■ Input records
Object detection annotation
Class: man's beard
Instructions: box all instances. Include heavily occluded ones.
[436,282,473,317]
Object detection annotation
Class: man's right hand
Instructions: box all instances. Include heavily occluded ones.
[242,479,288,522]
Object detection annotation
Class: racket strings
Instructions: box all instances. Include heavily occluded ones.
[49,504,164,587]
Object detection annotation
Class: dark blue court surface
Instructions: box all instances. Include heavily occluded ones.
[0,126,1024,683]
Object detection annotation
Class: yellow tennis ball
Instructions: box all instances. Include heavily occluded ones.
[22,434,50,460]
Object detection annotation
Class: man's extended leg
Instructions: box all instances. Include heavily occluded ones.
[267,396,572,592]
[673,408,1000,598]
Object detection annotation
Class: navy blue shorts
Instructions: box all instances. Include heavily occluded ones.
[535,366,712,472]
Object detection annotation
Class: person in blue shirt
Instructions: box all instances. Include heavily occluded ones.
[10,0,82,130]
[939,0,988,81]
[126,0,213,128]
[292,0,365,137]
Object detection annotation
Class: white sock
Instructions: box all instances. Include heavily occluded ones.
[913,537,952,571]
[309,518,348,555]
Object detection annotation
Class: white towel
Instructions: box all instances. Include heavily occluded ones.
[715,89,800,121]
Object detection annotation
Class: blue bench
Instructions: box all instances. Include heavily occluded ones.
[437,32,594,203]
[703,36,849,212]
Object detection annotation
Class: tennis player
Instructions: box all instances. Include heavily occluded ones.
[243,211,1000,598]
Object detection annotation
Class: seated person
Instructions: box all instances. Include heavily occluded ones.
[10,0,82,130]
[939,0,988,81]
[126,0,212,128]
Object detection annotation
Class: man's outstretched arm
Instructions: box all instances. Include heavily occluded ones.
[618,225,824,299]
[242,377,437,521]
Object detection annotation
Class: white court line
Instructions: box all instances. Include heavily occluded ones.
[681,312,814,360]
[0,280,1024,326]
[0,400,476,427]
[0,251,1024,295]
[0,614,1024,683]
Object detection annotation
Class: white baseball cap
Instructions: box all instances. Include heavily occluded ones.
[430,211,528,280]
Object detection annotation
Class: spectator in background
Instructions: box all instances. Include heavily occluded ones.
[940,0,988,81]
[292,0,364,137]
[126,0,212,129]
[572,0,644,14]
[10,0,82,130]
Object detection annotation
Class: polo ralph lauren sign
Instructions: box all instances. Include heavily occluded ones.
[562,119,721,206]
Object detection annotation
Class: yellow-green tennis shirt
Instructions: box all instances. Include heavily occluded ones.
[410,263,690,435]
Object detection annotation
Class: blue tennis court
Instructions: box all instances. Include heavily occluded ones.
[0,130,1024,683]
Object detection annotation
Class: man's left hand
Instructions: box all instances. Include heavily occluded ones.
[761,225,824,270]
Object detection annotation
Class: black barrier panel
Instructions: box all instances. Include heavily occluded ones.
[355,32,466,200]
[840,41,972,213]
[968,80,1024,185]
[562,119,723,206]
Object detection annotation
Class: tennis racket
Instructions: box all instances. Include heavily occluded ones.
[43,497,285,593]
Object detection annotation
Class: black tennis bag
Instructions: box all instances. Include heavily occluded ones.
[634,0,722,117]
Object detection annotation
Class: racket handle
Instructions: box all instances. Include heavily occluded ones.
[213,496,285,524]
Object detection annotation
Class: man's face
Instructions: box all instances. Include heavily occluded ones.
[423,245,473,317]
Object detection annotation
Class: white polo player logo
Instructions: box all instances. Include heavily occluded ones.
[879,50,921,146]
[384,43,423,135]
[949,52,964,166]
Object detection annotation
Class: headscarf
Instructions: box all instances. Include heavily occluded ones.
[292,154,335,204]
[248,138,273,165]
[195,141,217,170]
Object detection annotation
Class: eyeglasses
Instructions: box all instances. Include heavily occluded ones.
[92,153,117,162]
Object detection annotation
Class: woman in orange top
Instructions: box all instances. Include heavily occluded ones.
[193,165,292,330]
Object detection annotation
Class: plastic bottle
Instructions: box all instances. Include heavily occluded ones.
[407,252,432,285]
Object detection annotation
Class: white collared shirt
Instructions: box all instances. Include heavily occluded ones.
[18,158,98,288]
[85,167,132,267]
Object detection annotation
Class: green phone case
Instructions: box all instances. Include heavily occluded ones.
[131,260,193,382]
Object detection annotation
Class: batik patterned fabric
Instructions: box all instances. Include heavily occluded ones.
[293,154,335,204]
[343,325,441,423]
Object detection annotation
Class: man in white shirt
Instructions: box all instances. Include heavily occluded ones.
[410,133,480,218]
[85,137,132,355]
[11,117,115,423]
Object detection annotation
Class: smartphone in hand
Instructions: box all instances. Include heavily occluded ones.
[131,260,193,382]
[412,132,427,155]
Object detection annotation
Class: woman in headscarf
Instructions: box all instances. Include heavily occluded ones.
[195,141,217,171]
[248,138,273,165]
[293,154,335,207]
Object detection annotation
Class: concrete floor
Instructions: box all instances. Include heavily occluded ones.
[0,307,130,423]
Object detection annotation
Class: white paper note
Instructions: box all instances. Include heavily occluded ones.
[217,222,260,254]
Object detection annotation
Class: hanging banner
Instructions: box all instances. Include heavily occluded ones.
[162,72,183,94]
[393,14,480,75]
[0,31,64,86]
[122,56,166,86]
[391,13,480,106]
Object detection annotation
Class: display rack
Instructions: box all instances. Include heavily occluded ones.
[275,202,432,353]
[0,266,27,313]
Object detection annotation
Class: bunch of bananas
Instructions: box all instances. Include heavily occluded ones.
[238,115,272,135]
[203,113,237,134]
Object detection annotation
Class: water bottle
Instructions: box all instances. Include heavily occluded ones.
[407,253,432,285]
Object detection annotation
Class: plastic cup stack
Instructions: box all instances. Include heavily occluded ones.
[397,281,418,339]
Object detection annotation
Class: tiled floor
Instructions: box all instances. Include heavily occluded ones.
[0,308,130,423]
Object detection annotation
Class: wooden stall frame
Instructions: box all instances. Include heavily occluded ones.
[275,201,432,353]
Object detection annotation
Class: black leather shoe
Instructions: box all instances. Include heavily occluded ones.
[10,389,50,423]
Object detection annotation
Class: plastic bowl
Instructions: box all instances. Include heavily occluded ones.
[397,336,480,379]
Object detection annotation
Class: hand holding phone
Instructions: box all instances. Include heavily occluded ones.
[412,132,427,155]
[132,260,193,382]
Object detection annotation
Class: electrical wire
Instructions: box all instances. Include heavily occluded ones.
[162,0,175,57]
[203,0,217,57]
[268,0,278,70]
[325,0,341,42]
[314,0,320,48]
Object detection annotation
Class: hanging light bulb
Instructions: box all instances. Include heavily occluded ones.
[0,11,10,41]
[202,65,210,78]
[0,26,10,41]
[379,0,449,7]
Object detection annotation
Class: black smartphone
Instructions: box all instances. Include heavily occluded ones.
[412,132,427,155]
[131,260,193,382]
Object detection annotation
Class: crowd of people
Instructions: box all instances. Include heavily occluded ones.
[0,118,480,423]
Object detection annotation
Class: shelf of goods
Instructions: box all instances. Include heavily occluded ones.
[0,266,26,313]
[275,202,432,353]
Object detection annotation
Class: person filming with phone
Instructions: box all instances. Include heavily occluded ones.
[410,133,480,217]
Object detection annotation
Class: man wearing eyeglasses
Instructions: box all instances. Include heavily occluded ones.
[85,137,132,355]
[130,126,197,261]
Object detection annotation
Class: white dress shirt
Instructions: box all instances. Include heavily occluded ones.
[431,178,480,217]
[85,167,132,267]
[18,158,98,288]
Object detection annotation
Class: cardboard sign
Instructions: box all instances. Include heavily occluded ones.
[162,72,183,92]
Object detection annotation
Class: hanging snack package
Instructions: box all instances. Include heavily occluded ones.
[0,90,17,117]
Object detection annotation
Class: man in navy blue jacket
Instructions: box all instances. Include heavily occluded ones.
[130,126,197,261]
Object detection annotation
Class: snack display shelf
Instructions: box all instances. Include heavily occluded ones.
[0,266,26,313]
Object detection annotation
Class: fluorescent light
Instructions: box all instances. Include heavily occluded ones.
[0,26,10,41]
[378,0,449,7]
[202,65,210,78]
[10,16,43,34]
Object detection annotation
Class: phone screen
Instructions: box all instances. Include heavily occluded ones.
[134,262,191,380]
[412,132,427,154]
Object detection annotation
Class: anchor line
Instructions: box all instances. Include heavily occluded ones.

■ What you should do
Update the lines from the start through the line containing "[0,126,1024,683]" by replacing every "heavily" with "partly" and leaving everything else unchanged. Return only those lines.

■ Complete output
Object detection annotation
Class: man's beard
Instructions: box all instances. Include partly occluded ones.
[436,282,473,317]
Object detection annotation
Class: man's right hand
Instructions: box all instances. Include partly occluded ones.
[242,479,288,522]
Object detection annotation
Class: racket strings
Instructions: box all instances. Include partly occluded ones.
[49,504,164,587]
Object detection annotation
Class: dark blue court surface
Instructions: box all instances. Include partly occluded ones.
[0,126,1024,683]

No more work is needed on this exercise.